> MATERIAL FOR THIS EXERCISE:

.....

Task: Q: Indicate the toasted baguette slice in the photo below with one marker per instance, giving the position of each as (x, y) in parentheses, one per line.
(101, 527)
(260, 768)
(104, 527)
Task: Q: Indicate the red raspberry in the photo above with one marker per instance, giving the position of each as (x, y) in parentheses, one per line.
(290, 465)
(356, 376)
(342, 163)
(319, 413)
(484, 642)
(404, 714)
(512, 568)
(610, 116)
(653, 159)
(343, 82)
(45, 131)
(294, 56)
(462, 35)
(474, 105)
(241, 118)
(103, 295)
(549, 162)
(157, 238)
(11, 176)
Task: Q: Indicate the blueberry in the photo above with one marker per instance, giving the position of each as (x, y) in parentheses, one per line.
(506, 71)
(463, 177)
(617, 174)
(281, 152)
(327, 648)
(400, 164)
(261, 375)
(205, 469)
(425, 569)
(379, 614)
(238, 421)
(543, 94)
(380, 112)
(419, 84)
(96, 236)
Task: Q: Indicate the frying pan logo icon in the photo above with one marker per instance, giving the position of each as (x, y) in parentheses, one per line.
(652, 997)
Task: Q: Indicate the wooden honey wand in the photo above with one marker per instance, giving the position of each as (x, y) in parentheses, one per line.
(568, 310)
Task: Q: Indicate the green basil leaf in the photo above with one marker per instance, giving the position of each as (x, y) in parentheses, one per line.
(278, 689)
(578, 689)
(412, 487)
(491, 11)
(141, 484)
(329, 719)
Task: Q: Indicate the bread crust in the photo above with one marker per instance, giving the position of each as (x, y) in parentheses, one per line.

.....

> THE PROBLEM: Your answer should be an exact copy of the lines from the one with "Task: Q: Indicate the frying" through the end of the material, with no other lines.

> EXERCISE RESPONSE:
Task: Q: Indicate the frying pan logo icon in the photo above with one marker per instance, giving the position of each as (x, y) in parentheses, one per line.
(652, 997)
Task: Q: Indicate the wooden honey wand in the photo above with one marker per instance, giving the position of each as (x, y) in parentheses, one per line.
(568, 310)
Task: Q: Indicate the green basil leaf in the photo above with one marker per instance, giving the position of each as (x, y) in parentheses, one per line.
(278, 689)
(578, 689)
(412, 487)
(491, 11)
(141, 484)
(329, 719)
Task: Q: Indicate the bread crust in the photo above with one marker per instance, giving the position of each as (x, y) in parentheses, one per line.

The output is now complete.